REQUIRED TASK:
Find every line in the records below that contains the string "white" and copy each one. Case counts.

_____

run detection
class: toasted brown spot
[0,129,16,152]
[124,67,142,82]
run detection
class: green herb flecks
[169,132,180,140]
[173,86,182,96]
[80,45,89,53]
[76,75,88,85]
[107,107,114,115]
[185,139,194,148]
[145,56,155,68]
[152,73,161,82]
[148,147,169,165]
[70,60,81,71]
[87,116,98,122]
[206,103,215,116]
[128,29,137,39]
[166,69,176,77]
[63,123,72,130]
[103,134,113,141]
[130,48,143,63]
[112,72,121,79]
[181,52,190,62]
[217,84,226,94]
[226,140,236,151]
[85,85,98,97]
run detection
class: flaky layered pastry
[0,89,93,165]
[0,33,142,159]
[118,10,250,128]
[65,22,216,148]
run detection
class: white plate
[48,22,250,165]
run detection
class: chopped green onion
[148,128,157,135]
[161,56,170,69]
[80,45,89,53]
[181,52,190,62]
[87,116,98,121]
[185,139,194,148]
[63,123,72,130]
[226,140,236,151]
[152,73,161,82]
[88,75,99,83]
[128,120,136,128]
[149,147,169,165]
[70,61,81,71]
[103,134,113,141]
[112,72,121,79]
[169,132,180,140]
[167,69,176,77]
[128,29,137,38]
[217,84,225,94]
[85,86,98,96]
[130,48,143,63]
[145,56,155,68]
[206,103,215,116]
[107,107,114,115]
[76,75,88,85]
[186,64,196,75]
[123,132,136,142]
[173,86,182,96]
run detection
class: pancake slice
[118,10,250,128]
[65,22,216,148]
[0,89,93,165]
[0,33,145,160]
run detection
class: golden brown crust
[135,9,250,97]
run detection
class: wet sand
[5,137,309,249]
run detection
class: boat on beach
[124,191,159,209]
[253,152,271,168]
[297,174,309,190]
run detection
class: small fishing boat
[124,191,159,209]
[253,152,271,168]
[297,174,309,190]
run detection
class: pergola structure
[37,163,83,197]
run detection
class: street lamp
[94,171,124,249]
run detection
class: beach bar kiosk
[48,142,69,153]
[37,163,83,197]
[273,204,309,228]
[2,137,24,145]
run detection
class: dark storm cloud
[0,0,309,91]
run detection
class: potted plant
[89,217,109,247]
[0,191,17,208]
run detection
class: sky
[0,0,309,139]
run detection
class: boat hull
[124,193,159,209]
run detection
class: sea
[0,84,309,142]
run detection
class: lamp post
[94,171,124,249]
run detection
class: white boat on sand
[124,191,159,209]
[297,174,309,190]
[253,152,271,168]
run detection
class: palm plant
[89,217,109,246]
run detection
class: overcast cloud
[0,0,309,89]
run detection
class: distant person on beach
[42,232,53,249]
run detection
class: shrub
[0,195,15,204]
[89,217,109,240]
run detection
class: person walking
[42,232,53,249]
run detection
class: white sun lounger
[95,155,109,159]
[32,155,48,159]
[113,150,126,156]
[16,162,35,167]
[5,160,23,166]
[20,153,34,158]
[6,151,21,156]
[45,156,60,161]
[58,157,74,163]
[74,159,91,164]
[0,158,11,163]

_____

RESULT OF THE TASK:
class: white plate
class: white boat on sand
class: white sun lounger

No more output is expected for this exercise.